Directions:
A: Rewrite the part of the passage on Bakers' revenue that begins at the words "The most growth" and ends after "past 12 months.", replacing "Latin America" with "South America".
B: According to the passage on Bakers' revenue, how many global panels was Bakers appointed to last year?

Given passage:

⁂

Geographically Bakers saw 38 per cent of its revenue last year generated by Europe, the Middle East and Africa, 36 per cent from the Americas and 26 per cent from the Asia Pacific region.
The latter is 2 percentage points down on the previous year, which Leite largely attributed to currency fluctuations.
“We report in US dollars as our functional currency,” added Leite. “If it was currency-neutral Asia Pacific would show a very modest uptick.”
The most growth geographically came from Latin America, said Leite, which contributed just less than a third of the Americas’ total. Other regions Leite said performed well last year included Continental Europe, notably Germany, while London (Bakers’ largest office) saw “moderate” growth.
“London can make a big difference for rest of firm because it creates work for the rest of the firm at large,” added Leite.
Leite pointed to the fact that around 10 of the 35 global panels to which Bakers was appointed last year had a significant London component. Indeed, being successful at panel bids had been an area of focus for Bakers over the past 12 months.
“It’s an area where we’ve put a lot of attention recently, focusing particularly on the quality of our pitching and offering to the client.” added Leite.
He also added that despite several firms including Chadbourne & Parke (6 August 2014), Sidley Austin (9 June 2014) and Freshfields Bruckhaus Deringer (7 August 2014) having recently closed offices in Continental Europe, Bakers was not looking to follow suit.
“We don’t have any plans to downsize but are constantly looking at being more efficient,” said Leite.

⁂

Dataset section:

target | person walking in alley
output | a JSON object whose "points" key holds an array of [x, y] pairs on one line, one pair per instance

⁂

Response list:
A:
The most growth geographically came from South America, said Leite, which contributed just less than a third of the Americas’ total. Other regions Leite said performed well last year included Continental Europe, notably Germany, while London (Bakers’ largest office) saw “moderate” growth.
“London can make a big difference for rest of firm because it creates work for the rest of the firm at large,” added Leite.
Leite pointed to the fact that around 10 of the 35 global panels to which Bakers was appointed last year had a significant London component. Indeed, being successful at panel bids had been an area of focus for Bakers over the past 12 months.

B: 35